Excerpt to read.
Draft Energy Efficiency (Private Rented Property) (England and Wales) (Amendment) Regulations 2016 Debate
Full Debate: Read Full DebateBarry Gardiner
Main Page: Barry Gardiner (Labour - Brent West)(8 years, 5 months ago)
General CommitteesIt is always a great pleasure to see you in the Chair and take your advice about proceedings, Mr Gapes.
Oh dear—deary, deary dear. What are we doing today? We are stopping landlords from being able to excuse themselves from putting right their properties’ energy efficiency problems that through common decency and common sense they should have put right years ago but in many cases were just too mean to do—after all, it was not their money leaking out through the draughty doors, roofs and windows. That has got to be a good thing, right? Surely Her Majesty’s official Opposition cannot have a problem with ensuring that landlords do not manage to find a loophole in the legislation and wriggle out of their obligations to tenants under the Energy Efficiency (Private Rented Property) (England and Wales) Regulations 2015, made under powers in the Energy Act 2011.
We would be happy if the reason we were doing that seemingly sensible thing was not because it has taken the Government five years to understand that the green deal was doomed from the start and that the non-availability of green deal finance—sorry, did I say “non-availability”? Of course what I mean is the total, utter and ignominious collapse of the green deal. That has created a loophole for the landlords of 440,000 properties currently below even the shamefully low band E standard that the Government eventually were persuaded might not be too burdensome for those landlords to be required to bring properties up to from the miserable and costly bands F and G that they currently rent out to some of the poorest people in the country, while receiving huge subventions from the rest of us taxpayers in the form of housing benefit: approximately £3 billion of the total £25 billion housing benefit bill.
That in turn would not be nearly as high if the Government had bothered to spend the last six years building the houses that they promised. The lack of which—green deal finance that is, not houses—means that landlords who cannot get the work done through an obligation placed on an energy company or through third-party grant funding, per part 3 of the 2015 regulations, may plead that they are unable to avail themselves of the other provision in the PR regulations that would ensure that they would not have to pay a single penny to improve their own properties, their capital assets, which they use to generate billions of pounds of income from the public purse: namely, the green deal “pay as you save” finance option, as specified in part 3 of the 2015 regulations. They could thereby claim, as of 1 July, an exemption from having to improve the energy efficiency of their properties and leave their tenants in the cold with expensive heating bills in perpetuity.

Set of tasks.
• a. In the debate excerpt on energy efficiency in private rented property, how many properties are said to be below the band E standard?
• b. Write the next part of the speech on energy efficiency in private rented property, picking up after its final sentence.

Source excerpt.
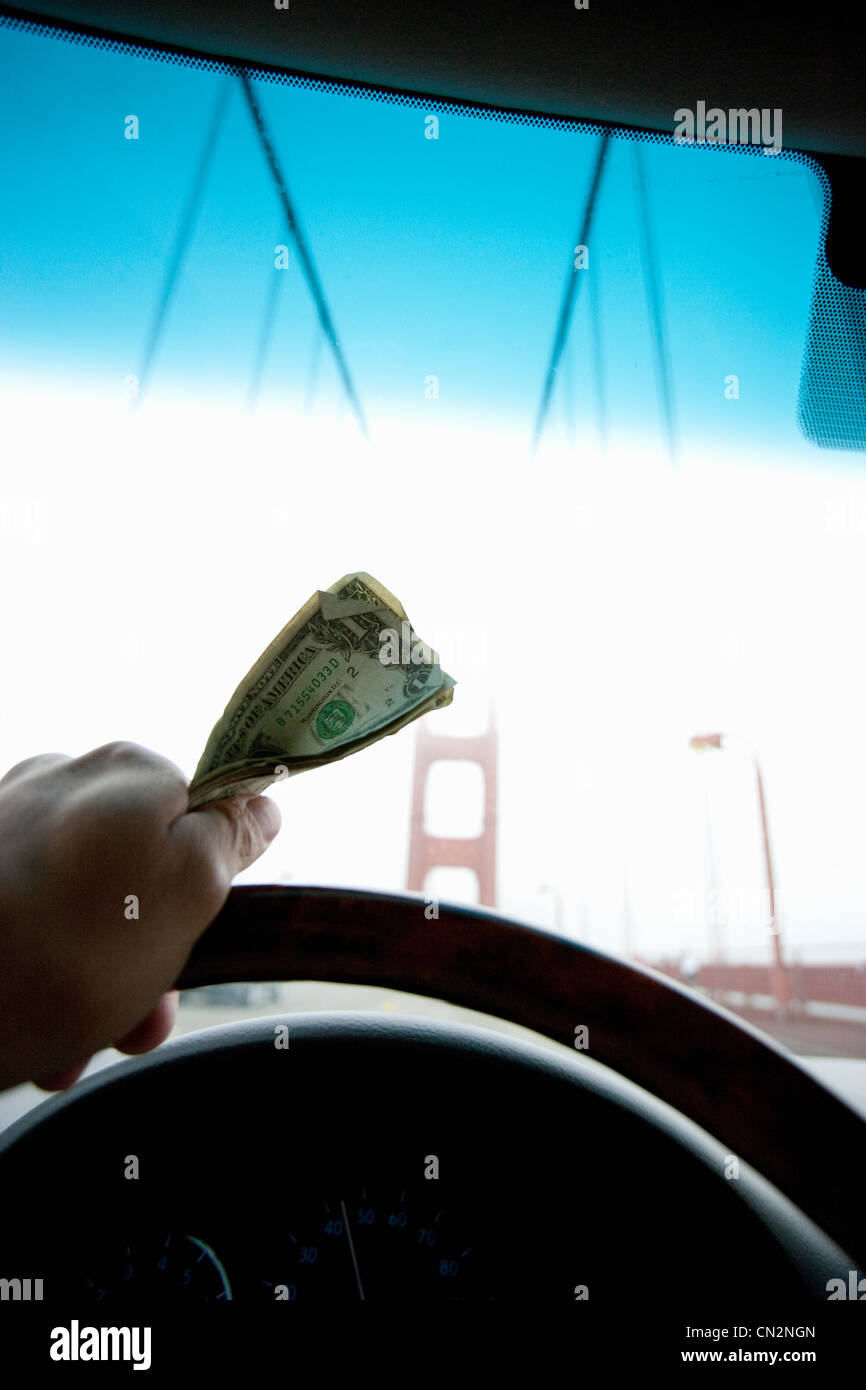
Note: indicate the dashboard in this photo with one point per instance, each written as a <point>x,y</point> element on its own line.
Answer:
<point>356,1157</point>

The replies.
• a. 440,000

• b.
Do we want to stop landlords from claiming such an exemption? Of course we do, but do the Government really expect the Opposition not to point out that the whole ridiculous situation is a rank mixture of injustice blended with incompetence? Of course they do not. It is not landlords’ fault that the 2011 Act made the assumption that landlords would be able to use the green deal as a means of meeting their social obligations under the Act. Nor is it the landlords’ fault—though I suspect they lobbied hard—that the Government passed legislation to ensure that they did not have to bear the cost of ensuring that their own commercial asset did not become substandard and unfit for people to rent. Think of the ramifications of such a policy—why should factory owners have to pay for the installation of health and safety equipment? Why should theatre or restaurant owners have to pay for fire doors? The logical answer appears to be because they derive revenue from others out of their premises. Perhaps Ministers might have considered the potential for equity release schemes when more traditional sources of funding are not available.
Will the Minister advise us why she considers that landlords should be unable to secure funds from commercial lenders to make such improvements under an equity release model, given that the legislation quite clearly countenances landlords being prohibited from deriving any rental income from such properties whatever unless the appropriate band E standard of energy efficiency is met? Surely equity release would be a simple way of achieving the Government’s objective. However, they have chosen not to make the landlord liable for such costs. The fault therefore lies with the Government.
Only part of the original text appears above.